Rewrite the lines as a numbered list, from the line with "distant shoreline?" through the end of the entries, omitting any blank lines.

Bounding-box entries
----

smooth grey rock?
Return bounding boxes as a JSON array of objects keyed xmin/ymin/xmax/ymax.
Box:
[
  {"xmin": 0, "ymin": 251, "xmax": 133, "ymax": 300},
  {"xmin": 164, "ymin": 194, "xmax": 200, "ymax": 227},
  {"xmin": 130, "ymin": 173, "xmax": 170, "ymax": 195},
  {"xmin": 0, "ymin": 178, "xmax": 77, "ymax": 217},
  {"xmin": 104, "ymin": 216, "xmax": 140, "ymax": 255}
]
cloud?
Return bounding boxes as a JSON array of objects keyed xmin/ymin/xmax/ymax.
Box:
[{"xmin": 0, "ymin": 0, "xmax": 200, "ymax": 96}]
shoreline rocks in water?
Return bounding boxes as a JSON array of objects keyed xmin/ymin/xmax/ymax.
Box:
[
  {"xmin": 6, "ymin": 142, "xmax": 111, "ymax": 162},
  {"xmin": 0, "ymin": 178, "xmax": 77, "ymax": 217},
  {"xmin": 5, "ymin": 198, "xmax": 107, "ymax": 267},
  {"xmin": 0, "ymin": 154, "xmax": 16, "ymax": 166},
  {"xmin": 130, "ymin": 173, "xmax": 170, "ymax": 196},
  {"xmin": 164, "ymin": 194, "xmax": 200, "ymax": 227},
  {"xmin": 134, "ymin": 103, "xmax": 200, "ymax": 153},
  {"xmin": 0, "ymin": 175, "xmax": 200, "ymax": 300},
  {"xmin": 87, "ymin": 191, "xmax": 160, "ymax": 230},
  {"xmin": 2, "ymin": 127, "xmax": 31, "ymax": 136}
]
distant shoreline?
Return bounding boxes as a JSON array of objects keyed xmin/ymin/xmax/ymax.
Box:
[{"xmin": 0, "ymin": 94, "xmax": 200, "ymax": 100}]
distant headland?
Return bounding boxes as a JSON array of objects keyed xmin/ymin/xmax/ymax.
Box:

----

- _Output of the task_:
1. distant shoreline?
2. Return bounding boxes as a JSON array of objects keyed xmin/ymin/xmax/ymax.
3. Box:
4. [{"xmin": 0, "ymin": 94, "xmax": 200, "ymax": 100}]
5. distant headland?
6. Return bounding boxes as a JSON array of objects keyed xmin/ymin/xmax/ymax.
7. Box:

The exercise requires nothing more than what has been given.